▶ **SUPPLIED PASSAGE**
□ □ □ □ □

[ZCM] [ZC] 813/38 Resolve "host header as a vector for cross site scripting"

Mon Jan 19 18:46:10 EST 2004

Issue #813 Update (Resolve) "host header as a vector for cross site scripting"
 ** Security Related ** (Public)
 Status Resolved, Zope/bug critical
To followup, visit:
  http://collector.zope.org/Zope/813

==============================================================
= Resolve - Entry #38 by efge on Jan 19, 2004 6:46 pm

 Status: Accepted => Resolved

Resolved per poster's request.
________________________________________
= Comment - Entry #37 by leper on Jan 19, 2004 6:15 pm

ok, this bug can be resolved now and we can continue the
core issue at http://collector.zope.org/Zope/1191
________________________________________
= Accept - Entry #36 by Brian on Jan 19, 2004 5:31 pm

 Status: Resolved => Accepted

 Supporters added: Brian

Sorry - didn't mean to totally close it 
out (though maybe we should close it and 
make another issue with less to read 
through - this one is getting a little 
unwieldy...)

□ □ □ □ □

▶ **SUPPLIED DATA**
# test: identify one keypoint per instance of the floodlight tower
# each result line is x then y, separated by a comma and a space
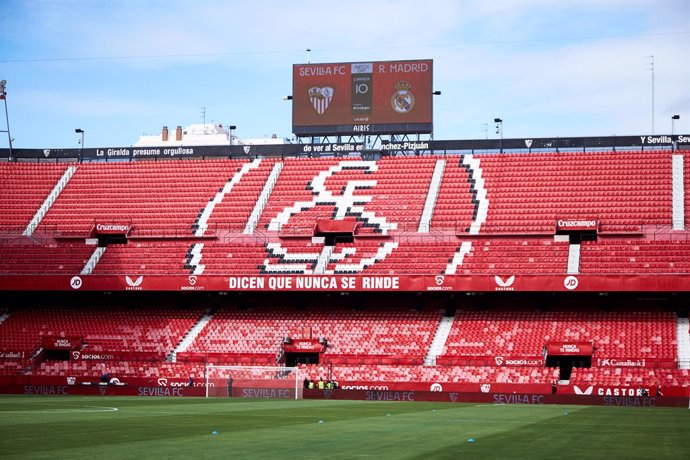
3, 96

□ □ □ □ □

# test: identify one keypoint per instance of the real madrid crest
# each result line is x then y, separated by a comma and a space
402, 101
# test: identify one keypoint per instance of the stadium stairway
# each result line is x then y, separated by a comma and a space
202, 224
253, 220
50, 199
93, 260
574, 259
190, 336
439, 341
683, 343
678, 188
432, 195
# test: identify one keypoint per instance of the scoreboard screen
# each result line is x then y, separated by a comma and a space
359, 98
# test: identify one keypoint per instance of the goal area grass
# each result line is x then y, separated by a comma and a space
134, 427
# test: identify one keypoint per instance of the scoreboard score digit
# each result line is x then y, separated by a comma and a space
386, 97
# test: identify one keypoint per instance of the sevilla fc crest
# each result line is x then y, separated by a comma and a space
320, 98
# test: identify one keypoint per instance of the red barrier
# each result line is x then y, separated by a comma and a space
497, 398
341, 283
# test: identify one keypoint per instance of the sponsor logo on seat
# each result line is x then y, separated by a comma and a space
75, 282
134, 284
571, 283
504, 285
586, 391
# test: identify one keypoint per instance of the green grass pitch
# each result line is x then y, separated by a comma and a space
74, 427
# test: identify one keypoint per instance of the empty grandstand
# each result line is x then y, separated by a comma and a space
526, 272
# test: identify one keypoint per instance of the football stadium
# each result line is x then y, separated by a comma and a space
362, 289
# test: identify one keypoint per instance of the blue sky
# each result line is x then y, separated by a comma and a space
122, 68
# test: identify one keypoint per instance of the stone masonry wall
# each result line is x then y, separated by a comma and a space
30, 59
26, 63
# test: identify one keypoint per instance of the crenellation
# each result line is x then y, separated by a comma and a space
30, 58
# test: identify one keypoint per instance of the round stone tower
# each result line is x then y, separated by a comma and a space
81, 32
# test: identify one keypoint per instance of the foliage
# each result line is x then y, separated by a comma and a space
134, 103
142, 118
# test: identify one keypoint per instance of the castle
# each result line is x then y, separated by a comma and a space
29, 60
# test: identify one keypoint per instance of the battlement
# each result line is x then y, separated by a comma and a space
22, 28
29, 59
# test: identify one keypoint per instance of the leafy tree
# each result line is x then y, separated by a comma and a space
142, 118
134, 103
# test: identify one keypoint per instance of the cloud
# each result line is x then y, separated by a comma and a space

□ □ □ □ □

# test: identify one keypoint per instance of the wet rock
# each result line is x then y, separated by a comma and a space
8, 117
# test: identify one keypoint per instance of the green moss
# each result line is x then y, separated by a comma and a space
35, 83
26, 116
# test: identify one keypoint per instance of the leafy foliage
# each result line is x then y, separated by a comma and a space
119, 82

□ □ □ □ □

▶ **EXERCISES TO COMPLETE**
a – Set down the portion of the Zope issue thread from "Status: Resolved =>" to "unwieldy...)" word for word.
b – Return each line in the records that contains the string "scoreboard", treating uppercase and lowercase as different.

▶ **RESULTS OF THE EXERCISE**
a –
Status: Resolved => Accepted

 Supporters added: Brian

Sorry - didn't mean to totally close it 
out (though maybe we should close it and 
make another issue with less to read 
through - this one is getting a little 
unwieldy...)

b –
# test: identify one keypoint per instance of the scoreboard screen
# test: identify one keypoint per instance of the scoreboard score digit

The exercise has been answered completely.